◆ Stated exercise: Starting at the line that contains "form: x=382 y=326.", copy each line through the end of the listing below. Include both ends and output nothing more.

* Start Entries *

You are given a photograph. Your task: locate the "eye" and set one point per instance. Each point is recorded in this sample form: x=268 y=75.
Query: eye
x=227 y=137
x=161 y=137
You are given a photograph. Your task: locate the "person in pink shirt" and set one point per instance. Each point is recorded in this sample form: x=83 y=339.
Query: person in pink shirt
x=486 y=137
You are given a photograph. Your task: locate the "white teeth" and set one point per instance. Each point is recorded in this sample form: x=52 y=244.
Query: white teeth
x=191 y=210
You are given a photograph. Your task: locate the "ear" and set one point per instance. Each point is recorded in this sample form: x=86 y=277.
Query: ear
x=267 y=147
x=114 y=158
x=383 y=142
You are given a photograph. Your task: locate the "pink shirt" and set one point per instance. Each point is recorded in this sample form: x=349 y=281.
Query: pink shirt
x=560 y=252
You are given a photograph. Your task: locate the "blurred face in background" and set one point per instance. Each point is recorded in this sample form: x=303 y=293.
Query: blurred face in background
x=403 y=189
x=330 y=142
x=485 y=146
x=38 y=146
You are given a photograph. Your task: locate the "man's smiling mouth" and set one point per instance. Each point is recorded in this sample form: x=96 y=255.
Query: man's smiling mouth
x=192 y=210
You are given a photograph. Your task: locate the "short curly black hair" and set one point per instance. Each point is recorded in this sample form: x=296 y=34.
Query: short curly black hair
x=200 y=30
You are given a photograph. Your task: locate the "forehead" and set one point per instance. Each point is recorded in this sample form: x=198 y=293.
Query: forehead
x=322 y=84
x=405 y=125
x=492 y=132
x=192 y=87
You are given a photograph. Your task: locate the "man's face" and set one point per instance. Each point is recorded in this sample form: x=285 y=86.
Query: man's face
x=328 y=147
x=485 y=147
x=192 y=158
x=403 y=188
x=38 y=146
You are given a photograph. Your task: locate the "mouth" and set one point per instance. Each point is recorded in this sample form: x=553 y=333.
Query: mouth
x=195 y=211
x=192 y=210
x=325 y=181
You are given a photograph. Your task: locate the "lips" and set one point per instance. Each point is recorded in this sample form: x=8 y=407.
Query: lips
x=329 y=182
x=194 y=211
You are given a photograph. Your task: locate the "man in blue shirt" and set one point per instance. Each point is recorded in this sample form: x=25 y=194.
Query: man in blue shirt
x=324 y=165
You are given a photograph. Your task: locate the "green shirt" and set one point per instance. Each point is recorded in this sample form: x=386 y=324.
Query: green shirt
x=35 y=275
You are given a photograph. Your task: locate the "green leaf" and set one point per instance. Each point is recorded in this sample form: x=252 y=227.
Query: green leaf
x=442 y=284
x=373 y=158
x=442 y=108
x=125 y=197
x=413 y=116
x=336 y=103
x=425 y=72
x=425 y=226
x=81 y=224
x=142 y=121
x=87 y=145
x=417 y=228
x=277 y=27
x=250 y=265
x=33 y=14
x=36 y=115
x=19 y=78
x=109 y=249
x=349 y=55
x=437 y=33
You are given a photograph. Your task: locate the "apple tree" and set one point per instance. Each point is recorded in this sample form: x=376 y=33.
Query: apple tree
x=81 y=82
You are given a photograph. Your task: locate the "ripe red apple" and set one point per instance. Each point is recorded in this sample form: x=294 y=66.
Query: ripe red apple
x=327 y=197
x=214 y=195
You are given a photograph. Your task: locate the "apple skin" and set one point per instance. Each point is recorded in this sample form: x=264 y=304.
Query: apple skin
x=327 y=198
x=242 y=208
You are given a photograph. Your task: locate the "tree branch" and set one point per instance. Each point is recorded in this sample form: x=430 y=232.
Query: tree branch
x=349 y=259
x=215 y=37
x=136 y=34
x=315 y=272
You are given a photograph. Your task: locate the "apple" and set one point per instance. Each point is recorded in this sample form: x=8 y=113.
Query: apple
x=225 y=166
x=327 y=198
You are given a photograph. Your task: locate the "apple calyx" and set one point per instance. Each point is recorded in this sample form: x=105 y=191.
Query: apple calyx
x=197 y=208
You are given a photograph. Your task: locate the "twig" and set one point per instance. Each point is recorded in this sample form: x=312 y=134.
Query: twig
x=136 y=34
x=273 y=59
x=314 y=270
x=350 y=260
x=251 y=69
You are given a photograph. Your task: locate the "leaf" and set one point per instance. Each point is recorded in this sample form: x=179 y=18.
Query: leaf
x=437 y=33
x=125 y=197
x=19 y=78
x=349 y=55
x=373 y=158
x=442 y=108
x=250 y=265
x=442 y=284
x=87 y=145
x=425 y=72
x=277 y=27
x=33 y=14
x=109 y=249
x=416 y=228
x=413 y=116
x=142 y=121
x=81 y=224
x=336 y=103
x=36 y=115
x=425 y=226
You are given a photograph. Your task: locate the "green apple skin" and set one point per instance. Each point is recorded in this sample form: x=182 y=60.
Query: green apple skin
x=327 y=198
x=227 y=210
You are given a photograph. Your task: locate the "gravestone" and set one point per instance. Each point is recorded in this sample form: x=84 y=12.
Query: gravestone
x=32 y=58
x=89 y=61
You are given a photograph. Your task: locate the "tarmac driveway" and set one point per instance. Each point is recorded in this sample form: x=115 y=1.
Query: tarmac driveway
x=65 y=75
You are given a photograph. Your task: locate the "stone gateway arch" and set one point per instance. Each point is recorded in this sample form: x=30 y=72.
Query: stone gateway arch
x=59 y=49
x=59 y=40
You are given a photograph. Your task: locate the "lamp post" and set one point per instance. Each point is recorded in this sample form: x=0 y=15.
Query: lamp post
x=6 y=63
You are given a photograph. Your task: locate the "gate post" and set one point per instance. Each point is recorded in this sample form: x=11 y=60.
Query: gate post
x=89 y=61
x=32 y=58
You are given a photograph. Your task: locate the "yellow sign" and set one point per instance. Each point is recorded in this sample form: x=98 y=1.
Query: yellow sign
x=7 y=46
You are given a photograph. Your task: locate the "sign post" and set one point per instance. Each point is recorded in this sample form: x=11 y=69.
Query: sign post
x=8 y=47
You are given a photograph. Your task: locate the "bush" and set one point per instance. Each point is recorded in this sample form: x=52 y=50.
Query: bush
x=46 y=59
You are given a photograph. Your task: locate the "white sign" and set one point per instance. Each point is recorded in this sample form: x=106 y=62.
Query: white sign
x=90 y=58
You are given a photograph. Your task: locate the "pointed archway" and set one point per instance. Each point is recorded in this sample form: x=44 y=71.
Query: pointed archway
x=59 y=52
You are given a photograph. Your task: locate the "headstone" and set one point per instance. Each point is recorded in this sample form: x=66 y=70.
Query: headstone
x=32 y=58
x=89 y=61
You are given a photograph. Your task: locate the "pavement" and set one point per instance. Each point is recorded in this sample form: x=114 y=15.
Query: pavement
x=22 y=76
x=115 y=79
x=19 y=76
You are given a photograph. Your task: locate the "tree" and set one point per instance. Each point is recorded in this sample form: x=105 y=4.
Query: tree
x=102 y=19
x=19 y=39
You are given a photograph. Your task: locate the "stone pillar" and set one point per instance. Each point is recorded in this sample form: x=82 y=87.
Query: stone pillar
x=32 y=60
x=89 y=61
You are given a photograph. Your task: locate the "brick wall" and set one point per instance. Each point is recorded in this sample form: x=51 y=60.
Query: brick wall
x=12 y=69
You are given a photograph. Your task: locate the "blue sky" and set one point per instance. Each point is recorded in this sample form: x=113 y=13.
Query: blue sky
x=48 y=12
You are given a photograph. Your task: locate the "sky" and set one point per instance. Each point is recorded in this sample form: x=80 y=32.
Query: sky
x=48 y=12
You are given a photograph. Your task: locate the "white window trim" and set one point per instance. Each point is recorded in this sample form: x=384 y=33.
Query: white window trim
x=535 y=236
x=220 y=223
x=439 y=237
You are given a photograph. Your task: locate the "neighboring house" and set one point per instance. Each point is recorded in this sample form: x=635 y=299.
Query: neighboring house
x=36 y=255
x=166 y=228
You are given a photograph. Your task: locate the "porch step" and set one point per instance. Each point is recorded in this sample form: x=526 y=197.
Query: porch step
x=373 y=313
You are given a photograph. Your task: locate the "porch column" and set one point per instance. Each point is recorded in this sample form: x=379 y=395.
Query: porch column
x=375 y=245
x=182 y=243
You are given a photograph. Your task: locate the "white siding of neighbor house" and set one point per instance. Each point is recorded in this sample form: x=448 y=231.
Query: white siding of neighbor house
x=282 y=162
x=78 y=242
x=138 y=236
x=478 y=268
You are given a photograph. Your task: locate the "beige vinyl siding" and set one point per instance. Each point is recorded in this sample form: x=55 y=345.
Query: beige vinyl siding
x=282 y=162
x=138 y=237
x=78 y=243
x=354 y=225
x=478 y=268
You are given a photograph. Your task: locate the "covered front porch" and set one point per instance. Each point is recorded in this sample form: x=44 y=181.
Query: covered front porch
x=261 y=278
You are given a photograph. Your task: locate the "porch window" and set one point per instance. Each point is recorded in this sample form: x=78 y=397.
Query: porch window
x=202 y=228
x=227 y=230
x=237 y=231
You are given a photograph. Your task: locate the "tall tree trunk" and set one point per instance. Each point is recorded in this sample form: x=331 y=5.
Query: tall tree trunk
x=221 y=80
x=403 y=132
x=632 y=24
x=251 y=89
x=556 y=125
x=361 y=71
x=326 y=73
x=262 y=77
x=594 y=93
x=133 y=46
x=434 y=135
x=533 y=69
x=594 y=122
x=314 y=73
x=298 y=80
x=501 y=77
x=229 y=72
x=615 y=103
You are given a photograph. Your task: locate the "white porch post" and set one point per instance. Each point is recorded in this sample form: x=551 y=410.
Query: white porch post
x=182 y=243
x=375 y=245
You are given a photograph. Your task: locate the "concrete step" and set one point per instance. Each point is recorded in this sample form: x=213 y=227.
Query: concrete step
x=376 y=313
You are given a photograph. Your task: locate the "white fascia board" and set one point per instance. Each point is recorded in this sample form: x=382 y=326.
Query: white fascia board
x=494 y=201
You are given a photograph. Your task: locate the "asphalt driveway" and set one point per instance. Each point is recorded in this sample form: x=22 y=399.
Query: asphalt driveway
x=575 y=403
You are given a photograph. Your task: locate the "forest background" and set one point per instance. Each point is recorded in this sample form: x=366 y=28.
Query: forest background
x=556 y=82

* End Entries *

◆ Answer for the task:
You are given a photograph. Your task: locate the "white fascia board" and set one point per instance. Each point is recorded in this sample form: x=382 y=326.
Query: white fascia board
x=494 y=201
You are given a photograph. Your task: locate the "asphalt driveway" and set one point per instance. Each point is recorded in this sample form: x=22 y=399.
Query: asphalt driveway
x=575 y=403
You are given a photograph. Your task: locate the "forest background" and set one point per instance. Each point is recorded in this sample form: x=366 y=28.
Query: forest background
x=556 y=82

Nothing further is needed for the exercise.